Retype each entry. Leave every word as it is.
-- Study material follows --
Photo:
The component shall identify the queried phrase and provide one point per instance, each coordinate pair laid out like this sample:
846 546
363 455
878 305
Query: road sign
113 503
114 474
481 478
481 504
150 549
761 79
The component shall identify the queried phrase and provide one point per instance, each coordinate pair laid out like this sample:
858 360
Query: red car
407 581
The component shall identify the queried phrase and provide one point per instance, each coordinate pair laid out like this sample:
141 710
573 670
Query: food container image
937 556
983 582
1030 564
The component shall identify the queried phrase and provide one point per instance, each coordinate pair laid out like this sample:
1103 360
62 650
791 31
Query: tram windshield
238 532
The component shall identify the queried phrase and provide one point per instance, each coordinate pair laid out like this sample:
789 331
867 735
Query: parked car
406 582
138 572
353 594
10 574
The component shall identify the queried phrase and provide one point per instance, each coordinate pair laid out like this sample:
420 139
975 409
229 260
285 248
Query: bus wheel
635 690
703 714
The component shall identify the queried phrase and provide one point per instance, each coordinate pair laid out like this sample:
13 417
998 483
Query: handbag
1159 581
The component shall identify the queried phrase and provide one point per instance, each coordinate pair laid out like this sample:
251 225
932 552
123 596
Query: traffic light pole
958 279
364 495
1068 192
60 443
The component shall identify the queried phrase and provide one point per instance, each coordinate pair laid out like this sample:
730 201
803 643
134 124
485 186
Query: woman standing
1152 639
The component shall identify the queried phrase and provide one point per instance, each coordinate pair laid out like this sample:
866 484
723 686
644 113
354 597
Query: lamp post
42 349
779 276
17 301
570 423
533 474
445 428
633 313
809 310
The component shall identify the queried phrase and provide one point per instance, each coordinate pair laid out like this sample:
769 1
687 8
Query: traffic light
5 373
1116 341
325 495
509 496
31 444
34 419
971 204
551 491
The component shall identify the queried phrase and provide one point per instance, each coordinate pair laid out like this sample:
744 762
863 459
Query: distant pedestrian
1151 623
-- Study material concluded --
● **Written reply**
Photo:
The component shall identify the queried phrase and provide one point per instance, each coordinate pair laid out like this sample:
846 546
363 455
878 305
Query: road sign
113 503
114 474
481 478
481 504
150 549
761 79
The component shall identify the queried phrase and provide one point per instance, each coordinate pair laid out like this sample:
858 360
Query: red car
407 581
The component shall identify the queried phrase and provide one point per instance, each coordinate pair laid out like this sample:
141 710
573 670
Query: food container image
937 556
983 582
1030 564
The component shall identify the queried phrase and provide one point per instance, each coordinate pair laid out like this sample:
1103 360
62 650
791 31
Query: tram windshield
238 532
The component shall identify the queried phrase and provide one point per instance, each coordinate pair laid out like this sample:
789 331
867 735
Query: parked car
406 582
138 572
353 594
10 574
The component shall identify the queried phrase and provide one point per instance, each coordinate pair laid out like this sample:
420 139
975 409
229 260
285 248
Query: bus wheel
635 690
703 714
The component shall identify the queried phrase and provide one point per instance, each coordinate pair laid out like this sample:
13 417
998 483
Query: handbag
1159 581
The component shall identify the queried phrase and provide one point per instance, each coordinate pair laid out like this sample:
251 225
932 552
123 596
Query: traffic light pole
958 279
364 495
1068 192
60 443
The component shall identify the queried phrase and provide one point per instance, each coordinate pair laid out like this sample:
730 201
803 643
134 124
485 186
Query: woman standing
1152 639
The component shall identify the queried phrase and provide one point per instance, each coordinate pair laid out like this sample:
866 484
723 686
644 113
354 597
Query: lamp post
42 349
779 276
17 301
570 423
533 474
445 428
633 313
809 310
The component shall identify the queried phrase and provide one point per instance, each coordinate pair laid out like this sample:
769 1
687 8
Query: traffic light
5 373
1116 341
325 495
509 496
31 444
34 419
971 204
551 491
The component shall identify the queried phrase and provide one point per instance, each coordinate pair laid out like this sample:
744 762
863 459
Query: distant pedestrian
1151 623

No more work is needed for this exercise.